▶ **Task details**
State the number of lines in the material below that have "inside" in them, without any other text.
────
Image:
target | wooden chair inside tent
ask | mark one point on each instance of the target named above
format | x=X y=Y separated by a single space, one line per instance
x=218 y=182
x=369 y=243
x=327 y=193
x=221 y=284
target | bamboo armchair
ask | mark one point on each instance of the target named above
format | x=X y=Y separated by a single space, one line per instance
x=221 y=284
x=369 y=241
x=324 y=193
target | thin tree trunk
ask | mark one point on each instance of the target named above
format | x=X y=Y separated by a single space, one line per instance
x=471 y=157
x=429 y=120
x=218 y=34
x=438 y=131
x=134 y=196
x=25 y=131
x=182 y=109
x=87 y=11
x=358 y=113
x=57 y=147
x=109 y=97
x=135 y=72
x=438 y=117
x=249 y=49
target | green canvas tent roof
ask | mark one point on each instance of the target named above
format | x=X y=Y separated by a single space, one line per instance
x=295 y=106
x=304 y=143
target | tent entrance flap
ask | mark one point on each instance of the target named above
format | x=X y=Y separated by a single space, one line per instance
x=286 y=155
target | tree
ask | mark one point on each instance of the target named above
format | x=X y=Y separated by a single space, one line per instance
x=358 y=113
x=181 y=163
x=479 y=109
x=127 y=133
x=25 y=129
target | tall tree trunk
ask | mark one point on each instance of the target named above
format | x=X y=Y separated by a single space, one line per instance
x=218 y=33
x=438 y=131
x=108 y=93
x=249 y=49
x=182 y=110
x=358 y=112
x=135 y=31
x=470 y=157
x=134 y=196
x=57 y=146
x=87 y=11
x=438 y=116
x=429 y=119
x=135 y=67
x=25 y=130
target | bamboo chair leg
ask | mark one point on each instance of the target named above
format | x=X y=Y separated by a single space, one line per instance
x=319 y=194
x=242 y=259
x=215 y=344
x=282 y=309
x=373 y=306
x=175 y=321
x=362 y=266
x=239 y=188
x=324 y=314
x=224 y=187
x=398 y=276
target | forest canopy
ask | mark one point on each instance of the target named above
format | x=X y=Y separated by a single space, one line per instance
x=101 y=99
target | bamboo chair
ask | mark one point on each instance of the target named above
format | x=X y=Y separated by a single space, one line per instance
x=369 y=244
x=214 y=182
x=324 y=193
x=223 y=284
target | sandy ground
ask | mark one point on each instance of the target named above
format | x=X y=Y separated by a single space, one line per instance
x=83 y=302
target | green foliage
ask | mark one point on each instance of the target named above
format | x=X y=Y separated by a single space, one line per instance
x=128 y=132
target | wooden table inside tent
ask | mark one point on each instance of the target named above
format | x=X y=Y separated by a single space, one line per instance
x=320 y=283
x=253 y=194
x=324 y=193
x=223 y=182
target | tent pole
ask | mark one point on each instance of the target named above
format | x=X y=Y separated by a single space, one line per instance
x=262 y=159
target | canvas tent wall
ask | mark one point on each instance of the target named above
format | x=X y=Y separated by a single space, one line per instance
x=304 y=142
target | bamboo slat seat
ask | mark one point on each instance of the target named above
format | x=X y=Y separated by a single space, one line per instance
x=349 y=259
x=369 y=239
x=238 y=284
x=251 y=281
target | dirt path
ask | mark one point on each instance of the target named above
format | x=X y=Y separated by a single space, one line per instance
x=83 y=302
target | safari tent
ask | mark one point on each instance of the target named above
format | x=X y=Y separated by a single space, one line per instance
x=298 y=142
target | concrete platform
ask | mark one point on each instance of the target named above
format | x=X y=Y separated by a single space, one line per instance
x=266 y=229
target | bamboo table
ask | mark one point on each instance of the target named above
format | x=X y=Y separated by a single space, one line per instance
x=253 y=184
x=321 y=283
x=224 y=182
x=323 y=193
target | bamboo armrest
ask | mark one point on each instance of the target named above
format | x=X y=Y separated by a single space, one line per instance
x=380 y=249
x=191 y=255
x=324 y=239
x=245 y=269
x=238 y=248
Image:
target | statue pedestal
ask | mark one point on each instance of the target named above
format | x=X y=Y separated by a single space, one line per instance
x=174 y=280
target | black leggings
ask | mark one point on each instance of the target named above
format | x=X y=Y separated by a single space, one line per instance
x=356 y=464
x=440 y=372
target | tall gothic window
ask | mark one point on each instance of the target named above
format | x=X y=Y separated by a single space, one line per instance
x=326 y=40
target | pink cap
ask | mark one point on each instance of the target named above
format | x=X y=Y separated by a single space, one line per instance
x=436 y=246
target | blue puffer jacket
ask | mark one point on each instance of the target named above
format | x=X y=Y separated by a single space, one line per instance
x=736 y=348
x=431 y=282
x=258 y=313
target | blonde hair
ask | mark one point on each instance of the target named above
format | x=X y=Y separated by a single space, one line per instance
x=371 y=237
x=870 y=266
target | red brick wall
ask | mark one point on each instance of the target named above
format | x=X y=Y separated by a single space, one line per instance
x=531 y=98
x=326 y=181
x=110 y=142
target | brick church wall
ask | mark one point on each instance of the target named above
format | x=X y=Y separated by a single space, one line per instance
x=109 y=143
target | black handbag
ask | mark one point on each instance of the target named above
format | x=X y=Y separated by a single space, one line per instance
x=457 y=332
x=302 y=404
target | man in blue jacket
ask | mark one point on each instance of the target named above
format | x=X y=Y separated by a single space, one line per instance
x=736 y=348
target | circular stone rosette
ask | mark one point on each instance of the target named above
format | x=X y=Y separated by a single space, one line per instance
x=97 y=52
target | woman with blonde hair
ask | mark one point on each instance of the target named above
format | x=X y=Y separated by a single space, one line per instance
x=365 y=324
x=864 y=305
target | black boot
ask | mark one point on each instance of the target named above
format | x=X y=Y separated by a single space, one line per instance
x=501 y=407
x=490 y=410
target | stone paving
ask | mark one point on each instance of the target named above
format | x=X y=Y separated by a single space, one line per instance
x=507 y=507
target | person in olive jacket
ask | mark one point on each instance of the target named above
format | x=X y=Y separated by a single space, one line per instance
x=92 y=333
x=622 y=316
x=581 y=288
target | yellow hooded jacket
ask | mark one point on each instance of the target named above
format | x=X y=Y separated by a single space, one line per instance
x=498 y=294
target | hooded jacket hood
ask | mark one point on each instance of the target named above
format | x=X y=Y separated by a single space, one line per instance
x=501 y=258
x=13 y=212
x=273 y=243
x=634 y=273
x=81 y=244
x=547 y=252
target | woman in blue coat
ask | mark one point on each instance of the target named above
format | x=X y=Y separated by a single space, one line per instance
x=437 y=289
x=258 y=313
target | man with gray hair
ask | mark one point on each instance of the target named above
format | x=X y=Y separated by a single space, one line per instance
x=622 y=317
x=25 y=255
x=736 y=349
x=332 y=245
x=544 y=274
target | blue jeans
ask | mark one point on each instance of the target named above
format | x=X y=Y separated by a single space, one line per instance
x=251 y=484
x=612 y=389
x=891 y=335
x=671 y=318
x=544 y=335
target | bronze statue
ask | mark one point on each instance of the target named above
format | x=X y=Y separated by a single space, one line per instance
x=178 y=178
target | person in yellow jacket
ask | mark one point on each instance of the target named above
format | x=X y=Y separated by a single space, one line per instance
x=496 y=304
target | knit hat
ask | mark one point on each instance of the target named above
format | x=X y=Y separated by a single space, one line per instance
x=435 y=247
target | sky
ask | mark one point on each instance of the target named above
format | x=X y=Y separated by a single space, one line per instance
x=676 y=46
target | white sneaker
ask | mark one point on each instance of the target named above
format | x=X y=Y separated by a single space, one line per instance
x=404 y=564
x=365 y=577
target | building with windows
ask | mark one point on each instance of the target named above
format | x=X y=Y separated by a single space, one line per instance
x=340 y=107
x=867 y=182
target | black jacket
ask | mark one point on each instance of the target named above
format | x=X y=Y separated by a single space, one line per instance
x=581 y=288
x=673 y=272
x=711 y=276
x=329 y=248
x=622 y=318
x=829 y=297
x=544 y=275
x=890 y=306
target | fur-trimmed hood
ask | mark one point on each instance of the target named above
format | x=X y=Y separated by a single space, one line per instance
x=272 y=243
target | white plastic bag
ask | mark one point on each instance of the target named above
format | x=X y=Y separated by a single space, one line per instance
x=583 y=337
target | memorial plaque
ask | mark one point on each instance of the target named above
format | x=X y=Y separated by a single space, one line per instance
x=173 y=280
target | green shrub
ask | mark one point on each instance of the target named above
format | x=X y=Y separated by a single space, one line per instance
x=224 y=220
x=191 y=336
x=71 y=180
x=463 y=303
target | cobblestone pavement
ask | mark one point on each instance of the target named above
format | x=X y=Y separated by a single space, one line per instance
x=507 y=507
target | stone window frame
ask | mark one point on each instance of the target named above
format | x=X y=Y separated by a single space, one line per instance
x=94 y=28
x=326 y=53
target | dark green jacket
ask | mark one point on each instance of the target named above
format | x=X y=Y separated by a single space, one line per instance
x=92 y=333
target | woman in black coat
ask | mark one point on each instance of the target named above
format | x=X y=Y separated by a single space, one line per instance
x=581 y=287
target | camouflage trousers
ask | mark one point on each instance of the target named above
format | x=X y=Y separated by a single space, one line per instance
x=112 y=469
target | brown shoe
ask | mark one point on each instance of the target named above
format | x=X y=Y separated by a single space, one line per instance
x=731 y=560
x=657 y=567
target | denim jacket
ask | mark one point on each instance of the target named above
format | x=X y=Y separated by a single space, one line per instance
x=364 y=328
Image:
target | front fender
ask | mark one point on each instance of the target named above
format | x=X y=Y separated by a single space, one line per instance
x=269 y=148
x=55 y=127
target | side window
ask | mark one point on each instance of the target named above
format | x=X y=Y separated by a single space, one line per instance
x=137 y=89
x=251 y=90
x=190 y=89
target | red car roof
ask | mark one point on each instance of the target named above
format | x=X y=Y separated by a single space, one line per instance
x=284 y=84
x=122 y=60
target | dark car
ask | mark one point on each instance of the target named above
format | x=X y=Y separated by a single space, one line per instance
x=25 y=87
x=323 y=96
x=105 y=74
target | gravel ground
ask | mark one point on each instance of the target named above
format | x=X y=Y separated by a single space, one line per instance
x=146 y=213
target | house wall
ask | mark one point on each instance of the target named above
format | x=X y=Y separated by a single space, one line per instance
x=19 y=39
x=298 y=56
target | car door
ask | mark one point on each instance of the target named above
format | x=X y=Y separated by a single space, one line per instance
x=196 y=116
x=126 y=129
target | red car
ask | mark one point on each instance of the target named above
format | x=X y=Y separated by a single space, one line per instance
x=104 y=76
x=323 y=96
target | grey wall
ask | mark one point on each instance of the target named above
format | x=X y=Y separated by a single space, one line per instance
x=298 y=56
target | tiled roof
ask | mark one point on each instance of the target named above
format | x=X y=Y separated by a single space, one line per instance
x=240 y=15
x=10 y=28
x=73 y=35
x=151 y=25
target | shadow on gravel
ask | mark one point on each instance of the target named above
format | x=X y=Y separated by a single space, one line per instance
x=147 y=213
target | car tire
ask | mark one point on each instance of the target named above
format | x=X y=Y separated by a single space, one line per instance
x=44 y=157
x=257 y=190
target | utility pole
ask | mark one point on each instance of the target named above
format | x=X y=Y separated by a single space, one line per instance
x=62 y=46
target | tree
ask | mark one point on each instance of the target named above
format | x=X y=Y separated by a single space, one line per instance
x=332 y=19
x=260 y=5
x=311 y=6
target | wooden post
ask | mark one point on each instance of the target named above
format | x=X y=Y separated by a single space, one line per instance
────
▶ **Reply to the exercise**
2